## Problem
Each record that follows should be transcribed word for word.

## Data for this exercise
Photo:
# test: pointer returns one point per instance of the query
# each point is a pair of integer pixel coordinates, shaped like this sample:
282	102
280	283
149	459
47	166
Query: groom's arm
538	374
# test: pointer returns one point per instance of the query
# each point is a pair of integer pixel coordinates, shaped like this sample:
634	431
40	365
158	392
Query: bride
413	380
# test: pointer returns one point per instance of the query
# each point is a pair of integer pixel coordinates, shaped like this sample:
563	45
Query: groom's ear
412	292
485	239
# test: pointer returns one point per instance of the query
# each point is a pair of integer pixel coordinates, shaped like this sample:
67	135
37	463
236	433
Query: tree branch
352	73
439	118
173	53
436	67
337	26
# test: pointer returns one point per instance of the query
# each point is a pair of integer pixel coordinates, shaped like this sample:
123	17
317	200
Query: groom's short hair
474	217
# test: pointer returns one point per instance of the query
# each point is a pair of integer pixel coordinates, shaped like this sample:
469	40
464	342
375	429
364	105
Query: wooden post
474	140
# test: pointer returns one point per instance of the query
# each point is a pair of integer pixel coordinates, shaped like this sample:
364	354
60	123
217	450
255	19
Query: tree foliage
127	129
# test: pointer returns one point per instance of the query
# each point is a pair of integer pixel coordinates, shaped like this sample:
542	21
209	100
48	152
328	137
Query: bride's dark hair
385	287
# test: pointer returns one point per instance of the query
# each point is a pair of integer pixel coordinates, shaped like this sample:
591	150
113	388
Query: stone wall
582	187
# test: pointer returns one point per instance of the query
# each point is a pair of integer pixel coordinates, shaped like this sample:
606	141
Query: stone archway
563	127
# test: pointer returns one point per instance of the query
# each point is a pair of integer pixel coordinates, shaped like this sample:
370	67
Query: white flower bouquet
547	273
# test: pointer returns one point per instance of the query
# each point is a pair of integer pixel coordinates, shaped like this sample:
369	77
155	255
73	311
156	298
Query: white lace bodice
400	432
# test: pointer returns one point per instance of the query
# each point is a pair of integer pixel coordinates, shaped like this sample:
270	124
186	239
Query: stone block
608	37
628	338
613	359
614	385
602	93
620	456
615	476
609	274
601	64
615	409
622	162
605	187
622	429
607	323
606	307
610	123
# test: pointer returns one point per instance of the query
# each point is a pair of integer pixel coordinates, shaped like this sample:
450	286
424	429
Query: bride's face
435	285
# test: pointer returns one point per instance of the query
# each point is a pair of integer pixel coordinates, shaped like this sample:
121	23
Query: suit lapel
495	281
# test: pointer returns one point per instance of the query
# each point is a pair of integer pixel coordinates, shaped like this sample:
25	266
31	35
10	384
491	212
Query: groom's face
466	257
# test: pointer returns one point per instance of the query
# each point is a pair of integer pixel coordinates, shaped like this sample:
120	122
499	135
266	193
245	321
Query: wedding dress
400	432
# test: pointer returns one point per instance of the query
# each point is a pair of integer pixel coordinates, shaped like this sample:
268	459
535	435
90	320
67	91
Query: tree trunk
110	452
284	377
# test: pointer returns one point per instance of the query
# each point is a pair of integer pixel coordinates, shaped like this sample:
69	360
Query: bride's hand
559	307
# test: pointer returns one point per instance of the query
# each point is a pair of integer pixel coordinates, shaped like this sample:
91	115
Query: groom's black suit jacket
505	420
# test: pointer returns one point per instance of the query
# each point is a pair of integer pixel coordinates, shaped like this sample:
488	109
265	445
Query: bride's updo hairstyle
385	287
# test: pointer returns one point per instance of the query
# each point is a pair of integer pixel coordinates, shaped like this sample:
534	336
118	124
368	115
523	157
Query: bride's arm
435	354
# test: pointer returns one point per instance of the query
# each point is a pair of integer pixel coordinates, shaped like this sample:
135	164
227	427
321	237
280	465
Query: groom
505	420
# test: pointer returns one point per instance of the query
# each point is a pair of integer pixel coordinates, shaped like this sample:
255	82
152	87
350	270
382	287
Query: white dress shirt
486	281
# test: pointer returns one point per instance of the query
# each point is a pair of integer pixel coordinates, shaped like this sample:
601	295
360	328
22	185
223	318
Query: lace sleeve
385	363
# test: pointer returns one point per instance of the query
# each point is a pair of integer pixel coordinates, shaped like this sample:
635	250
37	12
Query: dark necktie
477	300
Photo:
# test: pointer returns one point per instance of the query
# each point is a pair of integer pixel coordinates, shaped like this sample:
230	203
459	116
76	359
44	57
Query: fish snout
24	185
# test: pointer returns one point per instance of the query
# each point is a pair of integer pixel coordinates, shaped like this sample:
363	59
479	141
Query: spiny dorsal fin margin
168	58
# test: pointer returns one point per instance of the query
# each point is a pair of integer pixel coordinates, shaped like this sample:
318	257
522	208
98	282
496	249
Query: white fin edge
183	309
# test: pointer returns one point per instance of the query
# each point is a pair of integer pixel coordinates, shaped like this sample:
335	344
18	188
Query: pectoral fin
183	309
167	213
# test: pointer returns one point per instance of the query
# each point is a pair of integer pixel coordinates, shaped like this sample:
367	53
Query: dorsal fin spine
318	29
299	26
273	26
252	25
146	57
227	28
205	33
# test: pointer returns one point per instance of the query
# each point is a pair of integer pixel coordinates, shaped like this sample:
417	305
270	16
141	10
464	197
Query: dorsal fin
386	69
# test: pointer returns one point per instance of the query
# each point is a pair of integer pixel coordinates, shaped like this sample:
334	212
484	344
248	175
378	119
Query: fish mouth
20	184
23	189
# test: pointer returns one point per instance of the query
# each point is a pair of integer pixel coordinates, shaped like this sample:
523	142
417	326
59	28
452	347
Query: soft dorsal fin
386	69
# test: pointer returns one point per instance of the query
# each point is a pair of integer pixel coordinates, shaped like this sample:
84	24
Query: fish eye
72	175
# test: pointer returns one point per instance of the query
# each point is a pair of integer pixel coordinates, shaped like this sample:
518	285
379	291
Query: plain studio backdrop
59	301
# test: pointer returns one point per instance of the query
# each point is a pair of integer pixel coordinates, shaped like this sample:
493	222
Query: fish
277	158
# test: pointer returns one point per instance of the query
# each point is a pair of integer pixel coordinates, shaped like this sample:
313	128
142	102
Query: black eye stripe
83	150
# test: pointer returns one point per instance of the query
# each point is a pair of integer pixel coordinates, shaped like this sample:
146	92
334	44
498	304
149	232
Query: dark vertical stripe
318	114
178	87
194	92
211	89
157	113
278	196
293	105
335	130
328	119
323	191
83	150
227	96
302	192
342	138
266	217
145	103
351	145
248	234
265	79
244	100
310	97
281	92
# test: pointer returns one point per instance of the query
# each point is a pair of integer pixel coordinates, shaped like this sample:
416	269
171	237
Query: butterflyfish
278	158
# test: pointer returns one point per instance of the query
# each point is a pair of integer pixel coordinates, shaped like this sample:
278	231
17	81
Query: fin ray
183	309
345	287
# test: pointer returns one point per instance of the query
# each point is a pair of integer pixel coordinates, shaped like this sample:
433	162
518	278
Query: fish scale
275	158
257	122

## Solution to the problem
Photo:
# test: pointer returns one point per instance of the query
# each point is a pair of integer pixel coordinates, shaped like this sample:
282	102
280	283
149	459
47	166
Query: groom's arm
538	374
# test: pointer returns one point per instance of the query
# each point is a pair of integer pixel coordinates, shaped like this sample:
634	431
40	365
158	392
Query: bride
413	380
# test: pointer returns one point per instance of the query
# each point is a pair of integer pixel coordinates, shaped like this sample:
563	45
Query: groom's ear
412	292
485	239
# test: pointer returns one point per instance of the query
# each point is a pair of integer pixel coordinates, shaped like this sample:
67	135
37	463
236	433
Query: tree branch
352	73
439	118
173	53
436	67
337	26
# test: pointer returns one point per instance of the query
# each point is a pair of integer pixel coordinates, shaped like this sample:
123	17
317	200
Query: groom's short hair
474	217
# test: pointer returns one point per instance of the query
# each point is a pair of integer pixel coordinates, shaped like this sample:
469	40
464	342
375	429
364	105
Query: wooden post
474	140
# test: pointer returns one point per instance of the query
# each point is a pair of integer pixel coordinates, shaped like this sample:
364	354
60	123
217	450
255	19
Query: tree foliage
127	129
# test: pointer returns one point per instance of the query
# each point is a pair of integer pixel coordinates, shaped like this sample:
542	21
209	100
48	152
328	137
Query: bride's dark hair
385	287
# test: pointer returns one point per instance of the query
# each point is a pair of integer pixel coordinates, shaped like this sample:
591	150
113	388
Query: stone wall
582	187
# test: pointer returns one point per instance of the query
# each point is a pair of integer pixel coordinates, shaped like this sample:
606	141
Query: stone archway
563	127
# test: pointer returns one point per instance of the query
# each point is a pair of integer pixel coordinates, shaped like this sample:
370	67
Query: white flower bouquet
547	273
# test: pointer returns one point per instance of the query
# each point is a pair of integer pixel coordinates, shaped like this sample:
369	77
155	255
73	311
156	298
Query: white lace bodice
400	432
# test: pointer returns one point per instance of the query
# each point is a pair of integer pixel coordinates, shaped like this sample:
270	124
186	239
Query: stone block
608	37
628	338
613	359
614	385
602	93
620	456
615	476
609	274
601	64
615	409
622	162
605	187
622	429
607	323
606	307
610	123
# test: pointer returns one point per instance of the query
# each point is a pair of integer pixel coordinates, shaped like this sample:
450	286
424	429
Query: bride's face
435	285
# test: pointer returns one point per instance of the query
# each point is a pair of integer pixel coordinates, shaped like this sample:
121	23
Query: suit lapel
495	281
# test: pointer returns one point per instance of the query
# each point is a pair of integer pixel coordinates, shaped like this sample:
25	266
31	35
10	384
491	212
Query: groom's face
466	257
# test: pointer returns one point per instance of the query
# each point is a pair of integer pixel coordinates, shaped like this sample:
120	122
499	135
266	193
245	321
Query: wedding dress
400	432
# test: pointer returns one point per instance of the query
# each point is a pair of integer pixel coordinates, shaped like this sample:
268	459
535	435
90	320
67	91
Query: tree trunk
110	452
284	377
# test: pointer returns one point per instance of the query
# each point is a pair of integer pixel coordinates, shaped like this sample:
69	360
Query: bride's hand
559	307
# test: pointer returns one point per instance of the query
# each point is a pair of integer pixel coordinates, shaped like this sample:
91	115
Query: groom's black suit jacket
505	420
# test: pointer returns one point per instance of the query
# each point is a pair of integer pixel coordinates, shaped like this sample:
488	109
265	445
Query: bride's updo hairstyle
385	287
# test: pointer returns one point per instance of the query
# each point is a pair of integer pixel coordinates, shaped like this sample:
534	336
118	124
368	115
523	157
Query: bride's arm
435	354
# test: pointer returns one point per instance of the query
# each point is a pair of integer pixel coordinates, shaped like this sample:
135	164
227	427
321	237
280	465
Query: groom
505	420
# test: pointer returns one point per instance of the query
# each point is a pair of integer pixel coordinates, shaped like this sample:
255	82
152	87
350	270
382	287
Query: white dress shirt
486	281
# test: pointer returns one point per instance of the query
# each point is a pair of integer pixel coordinates, shaped like this sample:
601	295
360	328
22	185
223	318
Query: lace sleeve
385	363
# test: pointer returns one point per instance of the query
# each point is a pair of integer pixel coordinates, shaped like this sample:
635	250
37	12
Query: dark necktie
477	300
Photo:
# test: pointer returns one point per instance of the query
# each point is a pair of integer pixel coordinates, shaped like this sample:
230	203
459	116
76	359
44	57
Query: fish snout
24	185
# test: pointer returns one point per instance of the query
# each point is a pair of integer pixel coordinates, shaped like this sample:
363	59
479	141
Query: spiny dorsal fin margin
168	58
# test: pointer returns one point per instance of the query
# each point is a pair of integer pixel coordinates, shaped like this sample:
318	257
522	208
98	282
496	249
Query: white fin edge
183	309
# test: pointer returns one point per instance of the query
# each point is a pair of integer pixel coordinates, shaped like this sample:
335	344
18	188
Query: pectoral fin
183	309
167	213
# test: pointer returns one point per instance of the query
# each point is a pair of integer pixel coordinates, shaped like this sample:
367	53
Query: dorsal fin spine
318	29
299	26
273	26
252	25
146	57
227	28
205	33
# test: pointer returns one point per instance of the query
# each point is a pair of integer pixel coordinates, shaped like this sample:
417	305
270	16
141	10
464	197
Query: dorsal fin
386	69
# test: pointer returns one point per instance of the query
# each point is a pair of integer pixel coordinates, shaped like this sample:
334	212
484	344
248	175
378	119
Query: fish mouth
20	184
23	189
# test: pointer returns one point per instance of the query
# each point is a pair of integer pixel coordinates, shaped like this sample:
523	142
417	326
59	28
452	347
Query: soft dorsal fin
386	69
# test: pointer returns one point per instance of the query
# each point is a pair of integer pixel coordinates, shaped like this sample:
84	24
Query: fish eye
72	175
# test: pointer returns one point per instance of the query
# each point is a pair of integer pixel coordinates, shaped like this sample:
518	285
379	291
Query: plain studio backdrop
59	301
# test: pointer returns one point per instance of the query
# each point is a pair of integer pixel coordinates, shaped like this sample:
493	222
Query: fish
277	158
# test: pointer returns one point per instance of the query
# each point is a pair of integer pixel coordinates, shaped like this sample:
313	128
142	102
Query: black eye stripe
83	150
# test: pointer returns one point per instance of the query
# each point is a pair of integer pixel coordinates, shaped like this sample:
146	92
334	44
498	304
149	232
Query: dark vertical stripe
318	114
178	87
194	92
211	89
157	113
278	196
293	105
335	130
328	119
323	191
83	150
227	96
302	192
342	138
266	217
145	103
351	145
248	234
265	79
244	100
310	97
281	92
# test: pointer returns one point per instance of the query
# each point is a pair of integer pixel coordinates, shaped like this sample:
416	269
171	237
Query: butterflyfish
278	158
# test: pointer returns one point per instance of the query
# each point is a pair of integer pixel coordinates, shaped like this sample:
278	231
17	81
Query: fin ray
183	309
345	287
# test: pointer returns one point per instance of the query
# each point is a pair of integer pixel coordinates, shaped like this sample:
433	162
518	278
Query: fish scale
275	158
257	122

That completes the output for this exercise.